* [DATA SUPPLIED]
┌────────

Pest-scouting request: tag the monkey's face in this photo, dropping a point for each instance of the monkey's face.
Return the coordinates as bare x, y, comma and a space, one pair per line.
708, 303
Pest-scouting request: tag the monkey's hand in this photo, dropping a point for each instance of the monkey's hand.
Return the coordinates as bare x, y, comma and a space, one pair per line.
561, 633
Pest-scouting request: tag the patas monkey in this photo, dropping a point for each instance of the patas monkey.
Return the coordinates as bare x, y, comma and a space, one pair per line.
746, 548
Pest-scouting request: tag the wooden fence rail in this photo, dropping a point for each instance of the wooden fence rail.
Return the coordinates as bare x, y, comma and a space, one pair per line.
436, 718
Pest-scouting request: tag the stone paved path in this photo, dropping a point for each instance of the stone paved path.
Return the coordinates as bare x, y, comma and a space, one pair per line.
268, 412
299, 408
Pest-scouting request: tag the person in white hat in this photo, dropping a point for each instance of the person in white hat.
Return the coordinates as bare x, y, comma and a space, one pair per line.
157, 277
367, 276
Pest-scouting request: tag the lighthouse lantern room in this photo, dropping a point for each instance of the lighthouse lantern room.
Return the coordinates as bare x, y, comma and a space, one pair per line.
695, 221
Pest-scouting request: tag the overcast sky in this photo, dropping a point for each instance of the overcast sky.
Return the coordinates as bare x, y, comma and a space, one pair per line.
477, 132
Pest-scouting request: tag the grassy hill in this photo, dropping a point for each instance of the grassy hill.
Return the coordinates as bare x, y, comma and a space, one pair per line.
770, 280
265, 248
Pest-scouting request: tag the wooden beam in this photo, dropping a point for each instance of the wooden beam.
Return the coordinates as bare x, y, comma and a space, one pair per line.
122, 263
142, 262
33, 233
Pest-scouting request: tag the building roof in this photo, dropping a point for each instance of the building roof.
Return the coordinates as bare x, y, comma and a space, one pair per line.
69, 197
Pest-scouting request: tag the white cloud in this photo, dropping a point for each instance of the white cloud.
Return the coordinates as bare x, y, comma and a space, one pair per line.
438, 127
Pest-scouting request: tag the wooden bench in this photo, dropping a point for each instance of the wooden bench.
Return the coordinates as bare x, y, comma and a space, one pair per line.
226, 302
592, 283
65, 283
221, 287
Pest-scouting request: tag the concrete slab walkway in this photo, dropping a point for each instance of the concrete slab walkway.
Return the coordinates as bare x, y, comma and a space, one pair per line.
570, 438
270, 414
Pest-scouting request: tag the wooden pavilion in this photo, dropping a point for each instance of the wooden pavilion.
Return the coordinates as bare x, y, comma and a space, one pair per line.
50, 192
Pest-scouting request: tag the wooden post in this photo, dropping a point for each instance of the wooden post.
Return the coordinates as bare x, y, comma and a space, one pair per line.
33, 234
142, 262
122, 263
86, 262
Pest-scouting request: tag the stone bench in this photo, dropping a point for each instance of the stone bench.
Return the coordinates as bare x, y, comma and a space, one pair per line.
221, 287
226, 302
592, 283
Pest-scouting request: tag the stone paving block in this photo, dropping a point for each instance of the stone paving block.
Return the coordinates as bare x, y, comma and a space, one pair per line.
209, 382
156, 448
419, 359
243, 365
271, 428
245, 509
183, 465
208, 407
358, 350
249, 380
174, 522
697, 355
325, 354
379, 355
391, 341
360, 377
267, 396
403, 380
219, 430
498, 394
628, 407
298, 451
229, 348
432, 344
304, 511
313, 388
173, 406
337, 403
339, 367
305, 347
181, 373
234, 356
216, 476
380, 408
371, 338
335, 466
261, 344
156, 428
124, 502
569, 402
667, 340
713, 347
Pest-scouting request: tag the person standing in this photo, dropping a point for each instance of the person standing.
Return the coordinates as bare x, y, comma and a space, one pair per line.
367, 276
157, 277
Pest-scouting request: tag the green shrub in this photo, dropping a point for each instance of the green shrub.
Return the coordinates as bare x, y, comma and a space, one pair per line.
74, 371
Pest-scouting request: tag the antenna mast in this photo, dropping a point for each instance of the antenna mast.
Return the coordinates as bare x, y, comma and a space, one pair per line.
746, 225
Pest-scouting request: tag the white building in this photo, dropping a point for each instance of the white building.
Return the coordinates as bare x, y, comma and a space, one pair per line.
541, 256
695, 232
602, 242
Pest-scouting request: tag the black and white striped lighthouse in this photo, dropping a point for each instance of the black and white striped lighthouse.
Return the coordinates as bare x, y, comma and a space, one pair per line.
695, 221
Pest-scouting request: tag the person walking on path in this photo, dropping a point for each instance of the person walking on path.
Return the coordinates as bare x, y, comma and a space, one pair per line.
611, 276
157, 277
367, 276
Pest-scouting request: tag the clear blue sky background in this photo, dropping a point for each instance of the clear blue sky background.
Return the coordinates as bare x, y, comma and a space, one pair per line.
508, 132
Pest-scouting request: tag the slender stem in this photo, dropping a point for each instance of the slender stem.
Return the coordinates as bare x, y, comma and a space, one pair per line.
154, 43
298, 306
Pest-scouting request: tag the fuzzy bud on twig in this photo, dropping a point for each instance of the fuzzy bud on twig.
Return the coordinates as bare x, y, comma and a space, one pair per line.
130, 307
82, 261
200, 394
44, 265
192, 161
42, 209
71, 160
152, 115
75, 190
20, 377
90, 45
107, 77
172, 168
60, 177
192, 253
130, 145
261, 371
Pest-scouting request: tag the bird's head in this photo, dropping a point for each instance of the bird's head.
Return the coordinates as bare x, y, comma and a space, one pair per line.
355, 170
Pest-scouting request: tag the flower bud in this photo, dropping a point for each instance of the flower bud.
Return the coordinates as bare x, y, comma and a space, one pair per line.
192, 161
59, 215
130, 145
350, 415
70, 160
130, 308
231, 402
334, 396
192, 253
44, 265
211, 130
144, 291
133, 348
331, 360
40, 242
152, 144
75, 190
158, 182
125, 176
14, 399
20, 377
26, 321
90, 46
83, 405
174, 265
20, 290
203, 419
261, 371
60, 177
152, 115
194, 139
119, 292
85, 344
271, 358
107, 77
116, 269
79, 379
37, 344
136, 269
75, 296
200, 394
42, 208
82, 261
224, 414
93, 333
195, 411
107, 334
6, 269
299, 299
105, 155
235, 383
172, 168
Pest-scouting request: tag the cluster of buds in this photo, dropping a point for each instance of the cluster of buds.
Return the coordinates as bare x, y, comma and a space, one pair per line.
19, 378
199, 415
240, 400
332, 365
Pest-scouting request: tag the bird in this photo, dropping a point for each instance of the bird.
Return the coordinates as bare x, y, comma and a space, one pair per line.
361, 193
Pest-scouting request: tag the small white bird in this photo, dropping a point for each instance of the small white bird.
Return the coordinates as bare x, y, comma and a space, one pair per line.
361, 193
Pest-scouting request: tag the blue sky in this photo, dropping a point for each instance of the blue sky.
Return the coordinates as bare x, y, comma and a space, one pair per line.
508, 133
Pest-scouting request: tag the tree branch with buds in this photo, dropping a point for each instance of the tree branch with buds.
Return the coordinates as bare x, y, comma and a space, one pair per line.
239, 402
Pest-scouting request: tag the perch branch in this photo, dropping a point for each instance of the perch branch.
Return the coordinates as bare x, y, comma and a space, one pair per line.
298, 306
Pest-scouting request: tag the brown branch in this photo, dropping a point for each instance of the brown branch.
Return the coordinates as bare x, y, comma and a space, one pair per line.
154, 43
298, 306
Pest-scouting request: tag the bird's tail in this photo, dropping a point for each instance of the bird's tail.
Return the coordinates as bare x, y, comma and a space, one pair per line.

└────────

* [TASK TO CARRY OUT]
Every line from the line containing "Pest-scouting request: tag the tree" to the last line of the material above must be repeated exactly, and no other line.

* [WORKED SOLUTION]
Pest-scouting request: tag the tree branch with buds in this photo, dropping a point for each instance of the tree branch with buds.
Return the coordinates as bare x, y, comma and a space, one pair per line.
239, 402
Pest-scouting request: tag the perch branch in this photo, dropping a point for each instance of the perch branch.
Return the coordinates as bare x, y, comma and a space, one pair per line.
298, 306
Pest-scouting request: tag the brown branch in this photo, dropping a point for each instance of the brown branch.
Return the coordinates as bare x, y, comma and a space, one pair per line.
154, 43
298, 306
Pest-scouting request: tag the bird's tail in this photo, dropping a point for each instance of the bird's tail.
Return the coordinates as bare x, y, comma and a space, one pair per line.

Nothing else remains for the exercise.